**PASSAGE FOR REVIEW**
== Segment start ==

OSU biochemist Maca Franco and her team uncovered important protein modifications paving the way to potential new therapies against cancer. Jeanine Pestoni, a biochemistry and molecular biology major, contributed to the research and was a co-author on the study. The findings were published recently in the Journal of Biological Chemistry.
The breakthrough has opened up a possible avenue for new cancer therapies that don’t have the side effects that oftentimes accompany many current cancer treatments by identifying a protein modification that specifically supports proliferation and survival of tumor cells. Depending on the kind of cancer and the type of treatment, a patient might suffer from many side effects, including anemia, loss of appetite, bleeding, bruising, constipation, delirium, diarrhea, fatigue, hair loss, nausea, sexual issues or bladder problems.

== Segment end ==

**DATA EXCERPTS**
== Segment start ==

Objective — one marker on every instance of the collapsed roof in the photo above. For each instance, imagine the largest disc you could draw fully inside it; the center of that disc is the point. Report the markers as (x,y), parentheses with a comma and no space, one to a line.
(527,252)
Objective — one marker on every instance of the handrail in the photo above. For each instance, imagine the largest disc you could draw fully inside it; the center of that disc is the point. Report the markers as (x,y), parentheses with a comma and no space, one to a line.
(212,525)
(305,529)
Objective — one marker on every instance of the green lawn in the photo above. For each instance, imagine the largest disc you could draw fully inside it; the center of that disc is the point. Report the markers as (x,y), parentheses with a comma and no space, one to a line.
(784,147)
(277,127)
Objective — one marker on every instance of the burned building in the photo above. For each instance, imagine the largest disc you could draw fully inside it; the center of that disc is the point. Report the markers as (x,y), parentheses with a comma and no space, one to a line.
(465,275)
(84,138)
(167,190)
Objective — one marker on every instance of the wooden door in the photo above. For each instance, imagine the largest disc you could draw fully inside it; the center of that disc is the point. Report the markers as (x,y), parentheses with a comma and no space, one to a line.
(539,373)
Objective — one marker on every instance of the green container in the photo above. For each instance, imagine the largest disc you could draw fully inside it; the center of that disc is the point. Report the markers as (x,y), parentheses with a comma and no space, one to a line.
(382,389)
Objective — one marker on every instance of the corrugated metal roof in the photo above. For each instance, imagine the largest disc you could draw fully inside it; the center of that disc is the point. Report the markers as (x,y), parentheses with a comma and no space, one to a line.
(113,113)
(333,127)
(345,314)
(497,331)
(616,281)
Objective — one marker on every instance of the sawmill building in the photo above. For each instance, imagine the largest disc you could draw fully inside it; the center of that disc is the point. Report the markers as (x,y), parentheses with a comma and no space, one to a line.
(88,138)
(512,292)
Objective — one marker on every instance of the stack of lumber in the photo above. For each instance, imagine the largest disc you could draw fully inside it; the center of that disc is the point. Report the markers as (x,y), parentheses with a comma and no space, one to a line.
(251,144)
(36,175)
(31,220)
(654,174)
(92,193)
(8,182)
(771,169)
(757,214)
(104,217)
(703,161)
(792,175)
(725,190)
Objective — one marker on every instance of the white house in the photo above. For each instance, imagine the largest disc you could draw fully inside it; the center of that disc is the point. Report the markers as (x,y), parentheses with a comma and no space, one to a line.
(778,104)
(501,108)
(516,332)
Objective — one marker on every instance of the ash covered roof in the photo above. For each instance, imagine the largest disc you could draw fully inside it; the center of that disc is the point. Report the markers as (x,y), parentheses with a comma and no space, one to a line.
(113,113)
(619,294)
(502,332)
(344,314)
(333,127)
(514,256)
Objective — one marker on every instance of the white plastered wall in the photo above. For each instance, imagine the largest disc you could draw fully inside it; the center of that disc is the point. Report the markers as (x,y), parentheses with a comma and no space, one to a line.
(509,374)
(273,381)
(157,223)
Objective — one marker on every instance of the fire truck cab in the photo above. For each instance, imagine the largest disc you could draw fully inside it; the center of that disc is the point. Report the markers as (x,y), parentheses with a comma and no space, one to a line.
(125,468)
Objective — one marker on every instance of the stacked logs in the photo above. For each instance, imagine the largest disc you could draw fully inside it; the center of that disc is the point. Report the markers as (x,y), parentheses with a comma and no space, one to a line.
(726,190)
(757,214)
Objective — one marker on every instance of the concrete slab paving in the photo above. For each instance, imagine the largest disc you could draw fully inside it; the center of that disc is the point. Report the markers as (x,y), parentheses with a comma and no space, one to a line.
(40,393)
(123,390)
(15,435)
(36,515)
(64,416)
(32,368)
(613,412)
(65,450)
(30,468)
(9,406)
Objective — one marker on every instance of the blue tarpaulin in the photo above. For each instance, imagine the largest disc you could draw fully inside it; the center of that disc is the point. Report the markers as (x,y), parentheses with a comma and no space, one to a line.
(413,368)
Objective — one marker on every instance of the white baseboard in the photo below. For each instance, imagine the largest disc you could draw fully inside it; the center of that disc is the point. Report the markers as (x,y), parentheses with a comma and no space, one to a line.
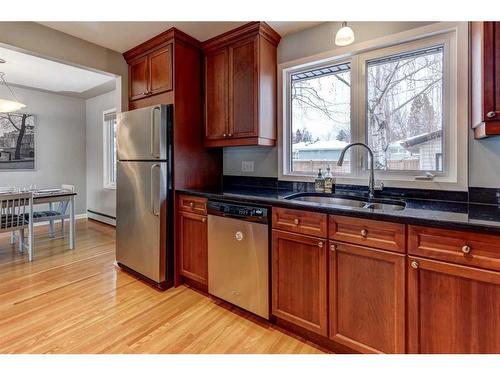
(77,217)
(101,218)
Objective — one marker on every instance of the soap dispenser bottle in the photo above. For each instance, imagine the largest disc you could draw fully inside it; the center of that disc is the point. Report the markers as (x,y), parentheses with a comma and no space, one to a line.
(319,183)
(329,181)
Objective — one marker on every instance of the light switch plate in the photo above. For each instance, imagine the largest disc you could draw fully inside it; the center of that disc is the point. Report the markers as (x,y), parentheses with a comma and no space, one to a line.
(247,166)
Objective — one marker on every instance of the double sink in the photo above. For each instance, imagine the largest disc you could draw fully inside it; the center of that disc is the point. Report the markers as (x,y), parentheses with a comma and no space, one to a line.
(349,201)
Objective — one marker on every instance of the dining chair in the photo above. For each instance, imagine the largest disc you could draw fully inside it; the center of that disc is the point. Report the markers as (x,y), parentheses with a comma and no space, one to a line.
(16,214)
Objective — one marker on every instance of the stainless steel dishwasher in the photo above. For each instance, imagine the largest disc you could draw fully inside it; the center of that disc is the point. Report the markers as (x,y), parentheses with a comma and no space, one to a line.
(238,255)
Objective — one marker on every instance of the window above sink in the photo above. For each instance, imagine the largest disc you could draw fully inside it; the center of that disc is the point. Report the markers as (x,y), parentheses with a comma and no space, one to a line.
(402,95)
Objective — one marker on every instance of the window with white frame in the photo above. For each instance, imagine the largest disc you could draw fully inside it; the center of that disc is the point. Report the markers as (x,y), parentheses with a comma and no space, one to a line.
(400,100)
(109,138)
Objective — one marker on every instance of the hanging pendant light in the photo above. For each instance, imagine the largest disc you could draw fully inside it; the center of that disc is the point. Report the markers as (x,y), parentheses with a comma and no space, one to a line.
(344,36)
(7,105)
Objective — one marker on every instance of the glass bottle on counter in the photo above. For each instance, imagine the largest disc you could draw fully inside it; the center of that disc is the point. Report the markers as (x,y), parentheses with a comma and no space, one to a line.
(329,181)
(319,183)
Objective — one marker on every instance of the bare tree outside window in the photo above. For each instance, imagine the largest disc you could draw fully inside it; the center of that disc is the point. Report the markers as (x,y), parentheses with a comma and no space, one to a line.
(17,141)
(404,110)
(320,117)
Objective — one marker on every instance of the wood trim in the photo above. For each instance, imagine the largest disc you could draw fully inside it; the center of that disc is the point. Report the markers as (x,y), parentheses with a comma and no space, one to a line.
(158,41)
(249,29)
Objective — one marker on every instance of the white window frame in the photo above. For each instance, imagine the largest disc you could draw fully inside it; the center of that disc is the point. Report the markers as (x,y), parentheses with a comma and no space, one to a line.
(107,183)
(454,36)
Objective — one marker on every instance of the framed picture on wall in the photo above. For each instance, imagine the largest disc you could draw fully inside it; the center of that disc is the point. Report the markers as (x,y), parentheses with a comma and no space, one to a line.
(17,141)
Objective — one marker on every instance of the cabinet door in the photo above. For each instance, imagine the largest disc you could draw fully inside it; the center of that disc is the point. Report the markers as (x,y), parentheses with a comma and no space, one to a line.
(216,94)
(193,246)
(160,70)
(491,78)
(243,89)
(299,280)
(367,298)
(452,308)
(138,78)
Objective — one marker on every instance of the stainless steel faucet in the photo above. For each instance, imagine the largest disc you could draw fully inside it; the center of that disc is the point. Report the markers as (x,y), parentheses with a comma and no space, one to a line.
(371,181)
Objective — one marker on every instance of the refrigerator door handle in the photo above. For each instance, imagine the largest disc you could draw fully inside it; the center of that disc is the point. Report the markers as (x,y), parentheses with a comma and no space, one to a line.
(153,134)
(154,183)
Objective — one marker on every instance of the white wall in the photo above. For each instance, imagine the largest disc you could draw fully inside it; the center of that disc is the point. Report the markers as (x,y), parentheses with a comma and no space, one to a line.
(98,199)
(294,46)
(59,144)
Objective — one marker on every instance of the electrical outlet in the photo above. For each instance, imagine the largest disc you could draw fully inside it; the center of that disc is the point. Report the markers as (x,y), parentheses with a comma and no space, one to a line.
(247,166)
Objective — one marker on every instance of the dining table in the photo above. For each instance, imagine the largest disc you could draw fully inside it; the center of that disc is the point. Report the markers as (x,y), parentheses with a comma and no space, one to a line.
(51,196)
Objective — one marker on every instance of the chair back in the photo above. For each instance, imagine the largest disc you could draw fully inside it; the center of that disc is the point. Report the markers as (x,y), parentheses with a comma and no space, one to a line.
(13,210)
(63,206)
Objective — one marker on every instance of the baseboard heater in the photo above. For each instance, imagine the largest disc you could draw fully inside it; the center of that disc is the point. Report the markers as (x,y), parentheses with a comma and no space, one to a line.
(99,216)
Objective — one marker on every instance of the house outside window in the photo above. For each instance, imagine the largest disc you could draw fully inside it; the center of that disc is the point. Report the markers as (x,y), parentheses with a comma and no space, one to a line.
(402,100)
(109,141)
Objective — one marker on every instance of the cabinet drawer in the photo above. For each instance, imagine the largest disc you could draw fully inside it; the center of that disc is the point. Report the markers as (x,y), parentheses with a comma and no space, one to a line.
(468,248)
(371,233)
(303,222)
(197,205)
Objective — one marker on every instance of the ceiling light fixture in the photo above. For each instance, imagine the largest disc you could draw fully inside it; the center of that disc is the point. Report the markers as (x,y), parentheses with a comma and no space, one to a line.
(7,105)
(344,36)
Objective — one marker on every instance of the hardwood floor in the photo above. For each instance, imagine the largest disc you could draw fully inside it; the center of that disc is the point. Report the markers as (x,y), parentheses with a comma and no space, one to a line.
(80,302)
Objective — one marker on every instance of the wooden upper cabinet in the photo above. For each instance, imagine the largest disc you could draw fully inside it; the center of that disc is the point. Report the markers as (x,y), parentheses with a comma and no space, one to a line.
(367,298)
(216,97)
(299,280)
(452,308)
(138,78)
(485,80)
(160,70)
(243,85)
(240,87)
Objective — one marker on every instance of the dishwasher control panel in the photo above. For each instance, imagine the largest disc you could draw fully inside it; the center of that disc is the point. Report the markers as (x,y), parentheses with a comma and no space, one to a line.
(242,212)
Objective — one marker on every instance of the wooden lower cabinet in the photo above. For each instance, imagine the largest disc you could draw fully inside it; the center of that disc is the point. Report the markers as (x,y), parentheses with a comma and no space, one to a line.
(367,298)
(193,247)
(452,308)
(299,280)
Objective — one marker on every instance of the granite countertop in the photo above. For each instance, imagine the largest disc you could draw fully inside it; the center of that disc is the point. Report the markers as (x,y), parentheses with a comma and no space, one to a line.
(437,213)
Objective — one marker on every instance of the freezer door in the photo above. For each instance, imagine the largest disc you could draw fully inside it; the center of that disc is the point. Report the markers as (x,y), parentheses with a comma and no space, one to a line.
(141,215)
(142,133)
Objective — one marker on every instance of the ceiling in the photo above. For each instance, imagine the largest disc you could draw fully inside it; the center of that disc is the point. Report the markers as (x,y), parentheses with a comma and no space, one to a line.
(26,70)
(121,36)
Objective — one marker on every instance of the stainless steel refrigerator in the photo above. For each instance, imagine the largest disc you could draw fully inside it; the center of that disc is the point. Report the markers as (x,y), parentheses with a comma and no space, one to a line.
(144,211)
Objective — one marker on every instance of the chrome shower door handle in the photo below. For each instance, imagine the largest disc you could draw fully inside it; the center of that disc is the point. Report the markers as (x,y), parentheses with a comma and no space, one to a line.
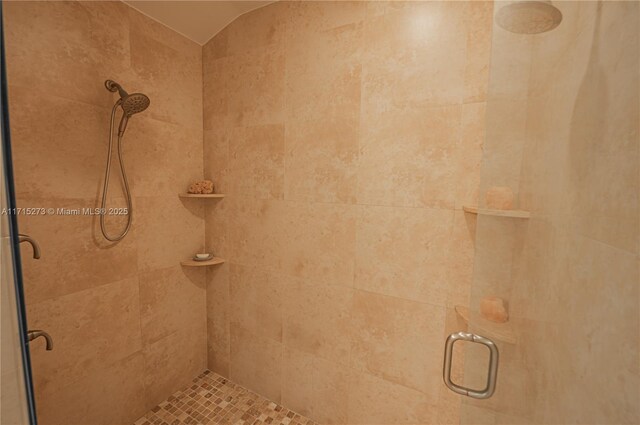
(492,376)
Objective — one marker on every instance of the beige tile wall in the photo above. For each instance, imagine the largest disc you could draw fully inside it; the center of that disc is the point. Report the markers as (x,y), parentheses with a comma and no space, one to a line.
(347,136)
(564,107)
(128,323)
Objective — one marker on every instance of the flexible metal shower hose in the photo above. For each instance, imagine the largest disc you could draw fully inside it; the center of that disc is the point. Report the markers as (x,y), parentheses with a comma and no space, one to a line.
(106,182)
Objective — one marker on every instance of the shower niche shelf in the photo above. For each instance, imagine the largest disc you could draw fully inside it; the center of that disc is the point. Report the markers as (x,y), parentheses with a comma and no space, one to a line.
(500,331)
(193,263)
(497,213)
(201,195)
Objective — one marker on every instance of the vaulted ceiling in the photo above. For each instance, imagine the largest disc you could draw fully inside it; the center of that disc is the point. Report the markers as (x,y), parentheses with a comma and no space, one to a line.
(196,20)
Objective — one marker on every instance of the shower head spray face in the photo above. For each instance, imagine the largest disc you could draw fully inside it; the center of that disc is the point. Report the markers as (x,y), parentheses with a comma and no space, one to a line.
(134,103)
(131,103)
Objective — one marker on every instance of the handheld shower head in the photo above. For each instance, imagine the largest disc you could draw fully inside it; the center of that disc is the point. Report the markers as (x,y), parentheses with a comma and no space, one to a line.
(130,103)
(112,86)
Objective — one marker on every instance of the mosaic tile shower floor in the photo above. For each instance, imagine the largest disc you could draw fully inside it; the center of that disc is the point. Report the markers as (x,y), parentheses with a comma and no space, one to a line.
(212,399)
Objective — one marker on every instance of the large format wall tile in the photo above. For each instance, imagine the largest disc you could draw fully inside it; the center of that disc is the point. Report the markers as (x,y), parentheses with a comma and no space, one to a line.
(382,108)
(92,295)
(317,320)
(90,329)
(171,299)
(398,340)
(256,362)
(74,241)
(400,252)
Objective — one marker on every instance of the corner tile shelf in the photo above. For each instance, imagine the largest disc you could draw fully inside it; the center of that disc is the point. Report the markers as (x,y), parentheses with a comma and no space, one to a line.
(497,213)
(500,331)
(201,195)
(193,263)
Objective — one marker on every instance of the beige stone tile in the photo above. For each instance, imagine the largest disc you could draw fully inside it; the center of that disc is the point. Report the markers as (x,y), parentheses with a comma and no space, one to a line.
(321,161)
(510,64)
(162,70)
(317,320)
(256,301)
(256,161)
(216,160)
(75,250)
(373,400)
(256,362)
(315,387)
(256,75)
(320,242)
(216,228)
(168,229)
(322,110)
(90,329)
(218,317)
(312,241)
(55,158)
(403,252)
(255,229)
(325,15)
(398,340)
(217,47)
(469,154)
(216,81)
(478,24)
(461,259)
(45,39)
(324,68)
(171,299)
(171,362)
(407,157)
(152,145)
(111,393)
(258,30)
(415,56)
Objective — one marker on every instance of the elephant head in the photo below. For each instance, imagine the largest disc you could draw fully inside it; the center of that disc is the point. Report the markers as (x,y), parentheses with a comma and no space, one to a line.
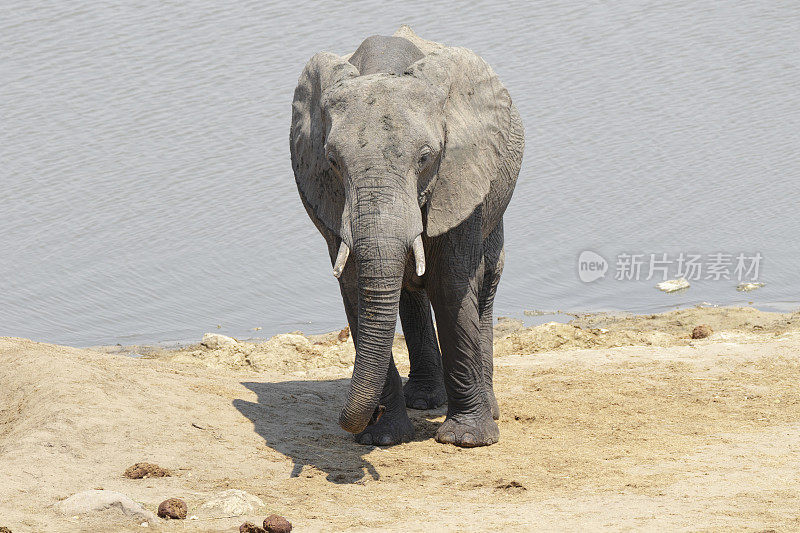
(380,159)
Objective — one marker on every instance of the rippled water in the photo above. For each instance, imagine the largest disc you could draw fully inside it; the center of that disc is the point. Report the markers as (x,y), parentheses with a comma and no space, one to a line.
(147,192)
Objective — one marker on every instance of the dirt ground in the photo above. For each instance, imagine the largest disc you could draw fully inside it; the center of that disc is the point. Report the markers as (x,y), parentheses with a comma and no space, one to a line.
(608,423)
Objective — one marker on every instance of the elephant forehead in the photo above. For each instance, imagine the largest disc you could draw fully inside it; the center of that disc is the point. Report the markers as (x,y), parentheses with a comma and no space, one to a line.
(383,93)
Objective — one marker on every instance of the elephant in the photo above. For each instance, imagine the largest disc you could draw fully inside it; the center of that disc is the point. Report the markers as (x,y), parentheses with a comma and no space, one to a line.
(405,154)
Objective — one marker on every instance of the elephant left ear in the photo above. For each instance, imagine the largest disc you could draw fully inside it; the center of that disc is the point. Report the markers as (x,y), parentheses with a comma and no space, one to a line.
(483,134)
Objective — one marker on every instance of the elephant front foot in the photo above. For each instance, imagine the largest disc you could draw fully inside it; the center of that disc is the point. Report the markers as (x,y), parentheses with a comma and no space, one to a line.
(468,433)
(424,394)
(392,428)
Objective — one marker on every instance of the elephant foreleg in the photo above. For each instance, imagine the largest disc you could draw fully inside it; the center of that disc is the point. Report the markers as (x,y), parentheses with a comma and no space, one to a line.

== Segment end ==

**PARTS OF THE EXERCISE**
a) Summarize the passage on the OSU cancer protein research in two sentences.
b) Pick up the passage on the OSU cancer protein research after its final sentence and keep writing.

**RESPONSES PER TASK**
a) OSU biochemist Maca Franco and her team, with biochemistry and molecular biology major Jeanine Pestoni as a co-author, identified a protein modification that specifically supports the proliferation and survival of tumor cells, and the findings were published in the Journal of Biological Chemistry. The discovery opens a possible avenue for cancer therapies without the side effects, such as fatigue, nausea and hair loss, that often accompany many current cancer treatments.

b)
Researchers in the College of Science at OSU, the University of Central Florida and New York University made the protein-modification discovery while studying neurofibromatosis type 2. The condition, commonly known as NF2, is characterized by the development of tumors of the nervous system called schwannomas.
“The hallmark of tumor cell behavior is their uncontrolled growth,” said Franco, professor of biochemistry and biophysics in the College of Science. “Tumors cells need to constantly produce energy and building blocks to replicate.”
Researchers led by Franco found that schwannoma cells produce an oxidant and nitrating agent, peroxynitrite, which modifies an amino acid, tyrosine, in proteins.
“We are uncovering a completely new category of targets for the treatment of solid tumors, and not only tumors of the nervous system – it may have broader implications for the treatment of several cancer types.”
When tyrosine becomes nitrated in specific proteins, an effect is the reprogramming of the tumor cells’ metabolism, enabling them to proliferate.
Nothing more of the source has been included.